EXERCISE TASK 1> Rewrite the Soda_Jerk text between "Soda_Jerk: Vigilante Fables" and "in moving image.", inclusive, putting "relatives" in place of "siblings".
EXERCISE TASK 2> Write the next part of the text about Soda_Jerk and TERROR NULLIUS, picking up after its last sentence.

In Conversation with
Tess Maunder
Brisbane, 7 September 2018

Soda_Jerk (Dan and Dominique Angeloro). Courtesy the artists.

Soda_Jerk: Vigilante Fables Against Terror Nullius

Soda_Jerk (Dan and Dominique Angeloro). Courtesy the artists.

Soda_Jerk are a New York-based art duo made up of Australian siblings Dan and Dominique Angeloro. They are known for their mash-up video works, which sit between speculative fiction and documentary. Their sample-based practice originated in Sydney in 2002 and comprises films, video installations, cut-up texts, and lecture performances.

In 2016, Soda_Jerk were awarded the Ian Potter Moving Image Commission (IPMIC) to develop a new film called TERROR NULLIUS, which they describe as 'a political revenge fable which offers an un-writing of Australian national mythology'. The award is a joint initiative of The Ian Potter Cultural Trust and the Australian Centre for the Moving Image (ACMI), aimed at supporting mid-career Australian artists who work in moving image.

Australia's funding landscape offers considerable support for emerging artists, yet it can be difficult for mid-career artists to receive much support, funding or otherwise. The Ian Potter Moving Image Commission is therefore a crucial asset to the creative development of Australian mid-career artists. The prize combines an AUD 100,000 fee gifted by The Ian Potter Cultural Trust, alongside in-kind curatorial and production support from ACMI.

However, Soda_Jerk's reception of the award was marred by controversy. Five days prior to the much-anticipated premiere of TERROR NULLIUS, the artists were notified that members of the Ian Potter Foundation's board had been offended by the politics of the work and wanted to disassociate with the project. (The full synopsis of the work is as follows: 'Part political satire, eco-horror and road movie, TERROR NULLIUS is a world in which minorities and animals conspire, and not-so-nice white guys finish last. Where idyllic beaches host race-riots, governments poll love-rights, and the perils of hypermasculinity are overshadowed only by the enduring horror of Australia's colonising myth of terra nullius.')

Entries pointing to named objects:
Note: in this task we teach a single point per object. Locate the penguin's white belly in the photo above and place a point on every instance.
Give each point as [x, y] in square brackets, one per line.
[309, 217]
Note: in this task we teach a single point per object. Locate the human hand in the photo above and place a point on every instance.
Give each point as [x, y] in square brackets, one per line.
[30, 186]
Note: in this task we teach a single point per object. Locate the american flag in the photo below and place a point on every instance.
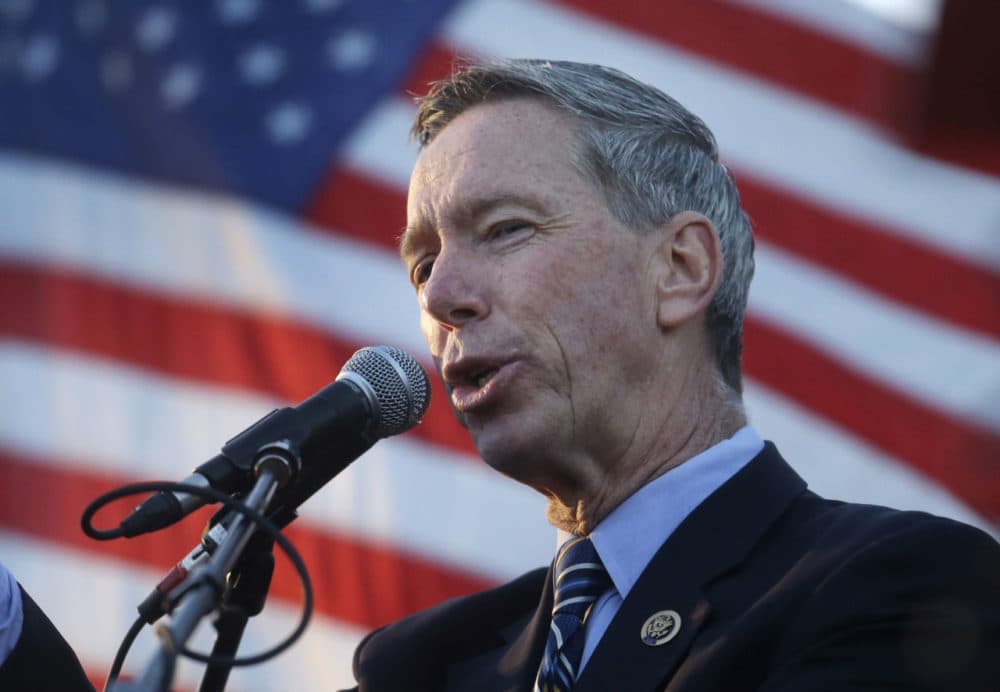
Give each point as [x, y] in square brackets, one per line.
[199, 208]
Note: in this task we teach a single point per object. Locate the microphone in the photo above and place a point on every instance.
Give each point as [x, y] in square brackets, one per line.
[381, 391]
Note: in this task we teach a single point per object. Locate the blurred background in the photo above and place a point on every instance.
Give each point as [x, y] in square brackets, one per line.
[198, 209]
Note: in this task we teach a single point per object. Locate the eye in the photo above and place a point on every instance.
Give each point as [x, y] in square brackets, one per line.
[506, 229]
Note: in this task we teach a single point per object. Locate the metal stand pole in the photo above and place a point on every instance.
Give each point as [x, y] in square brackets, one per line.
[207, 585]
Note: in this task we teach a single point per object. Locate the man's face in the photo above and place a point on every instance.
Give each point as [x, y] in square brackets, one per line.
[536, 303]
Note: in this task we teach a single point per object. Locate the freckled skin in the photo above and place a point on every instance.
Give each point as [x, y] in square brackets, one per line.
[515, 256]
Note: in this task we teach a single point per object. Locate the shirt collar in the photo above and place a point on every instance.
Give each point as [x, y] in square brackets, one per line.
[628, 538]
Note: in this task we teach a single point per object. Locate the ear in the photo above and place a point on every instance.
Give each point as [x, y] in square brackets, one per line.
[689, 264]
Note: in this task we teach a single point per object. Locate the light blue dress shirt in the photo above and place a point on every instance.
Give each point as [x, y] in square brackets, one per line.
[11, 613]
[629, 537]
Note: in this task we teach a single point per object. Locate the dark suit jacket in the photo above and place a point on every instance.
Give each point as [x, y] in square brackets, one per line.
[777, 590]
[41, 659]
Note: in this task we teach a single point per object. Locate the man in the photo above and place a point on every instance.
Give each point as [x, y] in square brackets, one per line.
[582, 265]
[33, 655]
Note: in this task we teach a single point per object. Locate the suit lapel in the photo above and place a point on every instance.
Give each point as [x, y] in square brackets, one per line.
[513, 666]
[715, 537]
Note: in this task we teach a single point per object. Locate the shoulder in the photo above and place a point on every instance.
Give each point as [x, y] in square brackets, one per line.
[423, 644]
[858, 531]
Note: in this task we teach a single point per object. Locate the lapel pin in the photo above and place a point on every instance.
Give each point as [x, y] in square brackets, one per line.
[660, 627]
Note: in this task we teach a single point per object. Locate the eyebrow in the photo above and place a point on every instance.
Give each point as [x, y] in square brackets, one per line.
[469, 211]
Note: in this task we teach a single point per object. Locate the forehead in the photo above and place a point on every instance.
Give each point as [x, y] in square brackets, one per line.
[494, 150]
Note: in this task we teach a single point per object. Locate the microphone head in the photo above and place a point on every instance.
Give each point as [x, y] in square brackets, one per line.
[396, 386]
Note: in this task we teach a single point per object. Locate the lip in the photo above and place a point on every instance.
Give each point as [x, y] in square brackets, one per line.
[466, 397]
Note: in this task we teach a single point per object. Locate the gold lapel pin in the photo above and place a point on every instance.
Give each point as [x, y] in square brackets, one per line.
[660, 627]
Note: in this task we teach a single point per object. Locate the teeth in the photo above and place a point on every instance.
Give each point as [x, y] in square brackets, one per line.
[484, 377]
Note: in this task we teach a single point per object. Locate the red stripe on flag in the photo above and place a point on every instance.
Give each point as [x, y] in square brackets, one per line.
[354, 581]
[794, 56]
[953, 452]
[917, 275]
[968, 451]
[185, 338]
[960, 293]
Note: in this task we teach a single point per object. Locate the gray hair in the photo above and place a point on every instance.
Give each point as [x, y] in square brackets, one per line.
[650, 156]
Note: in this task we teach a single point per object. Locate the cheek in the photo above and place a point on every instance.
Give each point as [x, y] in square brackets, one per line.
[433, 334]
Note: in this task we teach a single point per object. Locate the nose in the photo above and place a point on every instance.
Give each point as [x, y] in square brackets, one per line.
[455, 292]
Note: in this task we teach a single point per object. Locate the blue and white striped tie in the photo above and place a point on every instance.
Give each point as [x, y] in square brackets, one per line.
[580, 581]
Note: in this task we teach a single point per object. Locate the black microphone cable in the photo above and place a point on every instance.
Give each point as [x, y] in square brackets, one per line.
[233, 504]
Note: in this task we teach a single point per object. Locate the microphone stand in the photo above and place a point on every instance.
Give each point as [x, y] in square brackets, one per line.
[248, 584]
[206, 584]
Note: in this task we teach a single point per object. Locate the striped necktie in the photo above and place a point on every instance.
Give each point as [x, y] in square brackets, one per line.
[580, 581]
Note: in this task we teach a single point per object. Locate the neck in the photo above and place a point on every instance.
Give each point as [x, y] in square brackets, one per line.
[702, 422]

WRITTEN REPLY 1>
Soda_Jerk: Vigilante Fables Against Terror Nullius

Soda_Jerk (Dan and Dominique Angeloro). Courtesy the artists.

Soda_Jerk are a New York-based art duo made up of Australian relatives Dan and Dominique Angeloro. They are known for their mash-up video works, which sit between speculative fiction and documentary. Their sample-based practice originated in Sydney in 2002 and comprises films, video installations, cut-up texts, and lecture performances.

In 2016, Soda_Jerk were awarded the Ian Potter Moving Image Commission (IPMIC) to develop a new film called TERROR NULLIUS, which they describe as 'a political revenge fable which offers an un-writing of Australian national mythology'. The award is a joint initiative of The Ian Potter Cultural Trust and the Australian Centre for the Moving Image (ACMI), aimed at supporting mid-career Australian artists who work in moving image.

WRITTEN REPLY 2>
The days following turned into a media storm, with the Ian Potter Foundation releasing a public statement saying that TERROR NULLIUS was 'a very controversial piece of art'. Despite all of this, ACMI did not waver in their support and the launch event went ahead as planned on 20 March 2018, but not before the Ian Potter Foundation asked to have their logo removed from the project, leading the artists to do a total film re-export in the days leading up to the premiere.

After its launch, TERROR NULLIUS entered a worldwide tour, screening in film festivals across Australia, New Zealand, Europe, and North America, as well as institutions including Anthology Film Archives New York, Museum of Contemporary Art Chicago, Wexner Center for the Arts, City Gallery Wellington, and the Australian National Film and Sound Archive. In this conversation, the artists talk about the film, the circumstances surrounding its release, their wider practice, and what it means to be artists operating with a political edge in Australia today.

Soda_Jerk, TERROR NULLIUS (2018). Still.

Soda_Jerk, TERROR NULLIUS (2018). Still. Courtesy the artists.

TMYour practice revolves around the politics of images and their dissemination, which connects with the use-value of such images in a post-internet landscape. In that respect, your practice reminds me of artists such as Hito Steyerl and Slavs and Tatars, who make use of historical reference points and popular culture to create lecture performances, films, and more. Which artists do you admire and why?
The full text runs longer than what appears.